Text section =
++++++

By Hans Ebert
There was news today that Canto Pop superstar Aaron Kwok, one of this music genre’s “Four Heavenly Kings”, will stage and stream an online fundraising concert on Saturday. Being an actor and dancer, proceeds will go towards helping local dancers and film crews hit hard by the coronavirus pandemic. It’s something to be applauded.
It’s also something that Hong Kong musicians who are not part of the Canto Pop fraternity should take on board with their present and future careers in Hong Kong in mind.
Without turning this into a history lesson on how and when Canto Pop happened- a term created by yours truly when writing for the American trade publication Billboard- this became the sound of Hong Kong and made millionaires of many- artists who, today are mega celebrities along with now-retired music executives, songwriters who wrote for all the big name artists, television and film executives who came along for the ride etc. It was big banquet of business opportunities. It was also pretty much a closed shop.
Everyone involved in keeping Canto Pop alive have enjoyed various slices of a very lucrative pie. Canto Pop is still very much alive and kicking and is well supported by the Chinese media and, of course, local audiences who grew up listening to its artists.
A few weeks ago, Canto Pop pioneer Sam Hui streamed a ‘live’ one hour special from the rooftop of the Harbour City shopping complex which attracted a global audience of almost 3 million viewers.
Online donations raised HK$72,000 whereas Hui donated HK$250,000 himself and with all this going to workers from sound production company Tom Lee Engineering who have also lost their jobs due to the pandemic.

++++++

Collected data entries
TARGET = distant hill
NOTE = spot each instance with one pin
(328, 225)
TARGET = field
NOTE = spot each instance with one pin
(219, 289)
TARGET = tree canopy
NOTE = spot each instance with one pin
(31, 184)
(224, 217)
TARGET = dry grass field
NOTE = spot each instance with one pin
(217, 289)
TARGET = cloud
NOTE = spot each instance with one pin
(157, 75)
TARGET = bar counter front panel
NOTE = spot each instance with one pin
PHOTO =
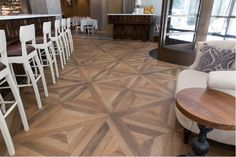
(128, 26)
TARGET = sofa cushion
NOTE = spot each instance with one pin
(190, 79)
(214, 59)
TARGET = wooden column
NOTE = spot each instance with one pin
(204, 20)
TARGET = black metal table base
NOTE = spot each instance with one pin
(200, 145)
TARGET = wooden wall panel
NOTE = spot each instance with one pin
(80, 8)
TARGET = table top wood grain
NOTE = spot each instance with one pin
(208, 107)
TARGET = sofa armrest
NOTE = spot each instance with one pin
(223, 81)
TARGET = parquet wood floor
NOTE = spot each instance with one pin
(111, 99)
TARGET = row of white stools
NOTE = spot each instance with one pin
(34, 53)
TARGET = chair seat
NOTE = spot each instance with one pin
(54, 34)
(39, 40)
(15, 50)
(2, 66)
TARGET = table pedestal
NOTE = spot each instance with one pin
(200, 145)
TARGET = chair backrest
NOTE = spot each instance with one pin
(90, 22)
(46, 31)
(3, 48)
(68, 25)
(57, 26)
(27, 35)
(63, 25)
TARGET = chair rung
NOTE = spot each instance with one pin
(7, 102)
(10, 109)
(3, 82)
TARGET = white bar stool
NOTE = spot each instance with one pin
(26, 55)
(90, 27)
(68, 31)
(46, 49)
(65, 38)
(6, 76)
(56, 38)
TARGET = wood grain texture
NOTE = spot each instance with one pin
(208, 107)
(112, 99)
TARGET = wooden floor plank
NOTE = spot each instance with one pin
(112, 99)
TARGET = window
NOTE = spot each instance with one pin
(222, 24)
(182, 19)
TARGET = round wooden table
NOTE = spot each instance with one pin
(210, 109)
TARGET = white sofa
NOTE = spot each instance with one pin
(219, 80)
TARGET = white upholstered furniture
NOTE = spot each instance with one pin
(219, 80)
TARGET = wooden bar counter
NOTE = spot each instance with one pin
(130, 26)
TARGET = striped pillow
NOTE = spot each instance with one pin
(216, 59)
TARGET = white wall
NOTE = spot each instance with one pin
(38, 6)
(45, 6)
(156, 3)
(54, 6)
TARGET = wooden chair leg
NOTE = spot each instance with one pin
(187, 133)
(6, 135)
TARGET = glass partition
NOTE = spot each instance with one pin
(181, 21)
(222, 25)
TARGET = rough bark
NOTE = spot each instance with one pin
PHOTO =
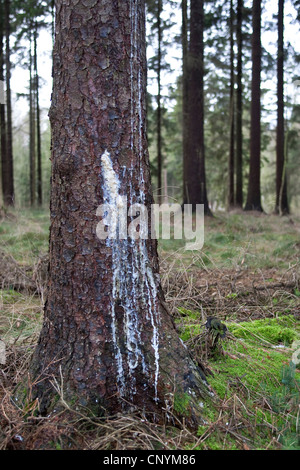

++++++

Check your understanding =
1. Which groups of people does the Canto Pop article say Canto Pop made millionaires of? List each one.
2. According to the Canto Pop article, how large a global audience did Sam Hui's rooftop special attract?
3. Carry on the Canto Pop article from its last sentence.

Written responses =
1.
- Artists who are now mega celebrities
- Now-retired music executives
- Songwriters who wrote for all the big name artists
- Television and film executives

2. Almost 3 million viewers.

3.
This leads to what was mentioned here a few weeks ago- for the rest of Hong Kong’s very international music community- largely a giggling community- to come together to create something unique to make itself seen and heard and be more than it is by creating its own “brand personality”. By being a business and run by those experienced in the music industry- today’s music industry and not a waltz through yesterday.
A few musician friends contacted for the project and property I had in mind were up for it, and, understandably, wished to be paid for their services. That’s a given. It’s business and there’s no such thing as a free lunch.
Unfortunately, musicians wanted for their talent and who would also have been paid- $3,000 for two hours of session work- didn’t even have the courtesy to respond.
When they did get back after prodding with an answer, it was decided to move the project to Australia and work with musicians I have worked with and with the concept being tweaked.
The bottom line is that though not part of the Canto Pop fraternity, there’s even more of a need for especially gigging musicians to have some ownership of an alternative and unique music product. It just makes business sense when venues for ‘live’ music are going through their own problems.
This should have happened decades ago, but for various reasons, it never did. Nothing new was able to be created to build up a big enough audience and bring in financial support groups in the way of sponsors and business partners.
It’s not too late to make this happen during these days when everything is changing and up in the air. All this ‘live’ streaming of music is a nice gesture, but unless a marquee value name and good for branding, it doesn’t pay the rent. It doesn’t even buy one a cuppa coffee.
Let’s also not forget that God helps those who help themselves- and especially those who come together to be One and help each other.